Quoted passage >>
The Agency for Healthcare Research and Quality has released a guide to help primary care providers use personal health records in preventive care efforts, Modern Healthcare reports.
The guide -- developed by Virginia Commonwealth University researchers -- is based on three studies that evaluated the use of PHRs in preventive care.
The 28-page guide focuses on interactive preventive health records, or IPHR, a specialty type of PHR that is designed to work as part of a physician practice's electronic health record system. The guide says that PHRs can improve the use of preventive health services by providing patients with:
- Evidence-based recommendations tailored to individual risk factors;
- Reminders when preventive services are due;
- Guidance for inconsistent recommendations; and
- Tools to aid in decision-making.
The guide offers general information about IPHRs, as well as advice for:
- Selecting a vendor;
- Implementing the technology;
- Training staff; and
- Maintaining effective use of the technology (McKinney, Modern Healthcare, 7/19).

Extracted records >>

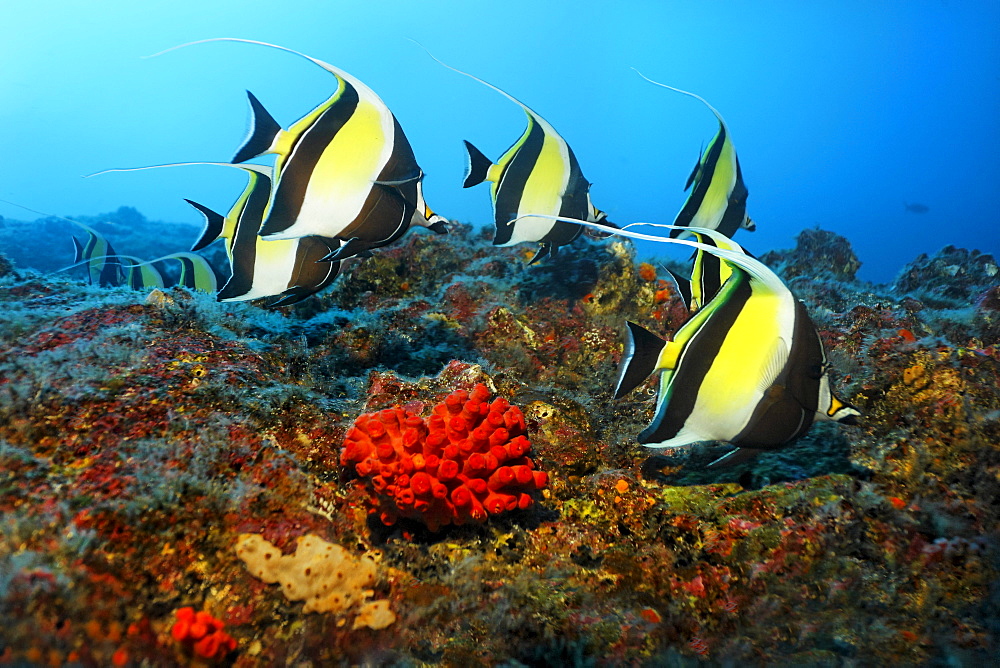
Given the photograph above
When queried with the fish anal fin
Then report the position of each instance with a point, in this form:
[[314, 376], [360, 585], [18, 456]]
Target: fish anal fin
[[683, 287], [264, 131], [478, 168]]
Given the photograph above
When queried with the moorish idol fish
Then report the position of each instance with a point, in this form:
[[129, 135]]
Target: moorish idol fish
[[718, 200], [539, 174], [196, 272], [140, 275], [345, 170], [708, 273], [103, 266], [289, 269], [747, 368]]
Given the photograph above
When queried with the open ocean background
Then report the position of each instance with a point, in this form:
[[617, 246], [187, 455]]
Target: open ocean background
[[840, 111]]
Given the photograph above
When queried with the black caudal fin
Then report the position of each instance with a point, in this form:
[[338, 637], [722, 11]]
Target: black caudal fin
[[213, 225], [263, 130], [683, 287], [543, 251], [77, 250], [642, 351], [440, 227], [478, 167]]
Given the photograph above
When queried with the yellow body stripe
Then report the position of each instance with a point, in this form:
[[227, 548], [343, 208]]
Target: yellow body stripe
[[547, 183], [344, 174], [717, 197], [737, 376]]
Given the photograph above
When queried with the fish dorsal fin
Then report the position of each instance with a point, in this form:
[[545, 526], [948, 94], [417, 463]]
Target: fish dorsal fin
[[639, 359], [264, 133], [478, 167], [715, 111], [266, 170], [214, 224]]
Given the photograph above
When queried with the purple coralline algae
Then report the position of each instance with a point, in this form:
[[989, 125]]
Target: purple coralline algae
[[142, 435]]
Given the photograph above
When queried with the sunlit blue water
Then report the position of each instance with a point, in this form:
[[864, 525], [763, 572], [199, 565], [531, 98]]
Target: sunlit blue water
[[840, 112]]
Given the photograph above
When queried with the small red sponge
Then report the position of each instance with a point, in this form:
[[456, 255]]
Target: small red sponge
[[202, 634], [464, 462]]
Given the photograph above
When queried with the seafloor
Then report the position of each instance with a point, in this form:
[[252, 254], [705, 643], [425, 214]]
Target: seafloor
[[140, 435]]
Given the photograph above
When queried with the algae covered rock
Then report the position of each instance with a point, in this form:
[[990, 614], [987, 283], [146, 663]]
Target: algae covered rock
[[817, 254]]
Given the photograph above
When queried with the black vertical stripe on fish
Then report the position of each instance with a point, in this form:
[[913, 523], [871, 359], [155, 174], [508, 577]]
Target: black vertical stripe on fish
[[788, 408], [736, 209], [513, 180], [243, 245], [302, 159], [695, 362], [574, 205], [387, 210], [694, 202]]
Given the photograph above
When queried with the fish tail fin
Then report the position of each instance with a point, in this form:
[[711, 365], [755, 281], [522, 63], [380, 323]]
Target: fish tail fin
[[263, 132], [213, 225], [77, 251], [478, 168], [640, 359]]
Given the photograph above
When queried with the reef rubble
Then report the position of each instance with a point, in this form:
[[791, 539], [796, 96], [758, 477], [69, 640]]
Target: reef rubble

Exercise 1 >> State whether each of the following statements agrees with the report on the preventive care guide, answering yes or no and quoting the deciding words of that report: (a) The guide was developed by researchers at Virginia Commonwealth University. (b) The guide runs to 40 pages. (c) The guide gives advice on training staff.
Exercise 2 >> Resume the report on the preventive care guide, continuing from the point at which it stops.
The records have no connection to the report on the preventive care guide.

Response box 1 >>
(a) Yes: "developed by Virginia Commonwealth University researchers"
(b) No: "The 28-page guide"
(c) Yes: "Training staff"

Response box 2 >>
AHRQ Seeks Successful IT Strategies
In related news, AHRQ on Friday published in the Federal Register a request for information on successful strategies and challenges related to using IT to measure the quality of care, Health Data Management reports.
The RFI includes 15 questions such as:
- Whose voices are not being heard at the intersection of health IT and quality measurement;
- What infrastructure is needed to develop quality measures that would be of interest to consumers;
- How can developers be motivated to create new electronic quality measures; and
- What types of quality measures could be supported by a combination of natural language processing and structured data?
Comments will be accepted for 30 days (Goedert, Health Data Management, 7/19).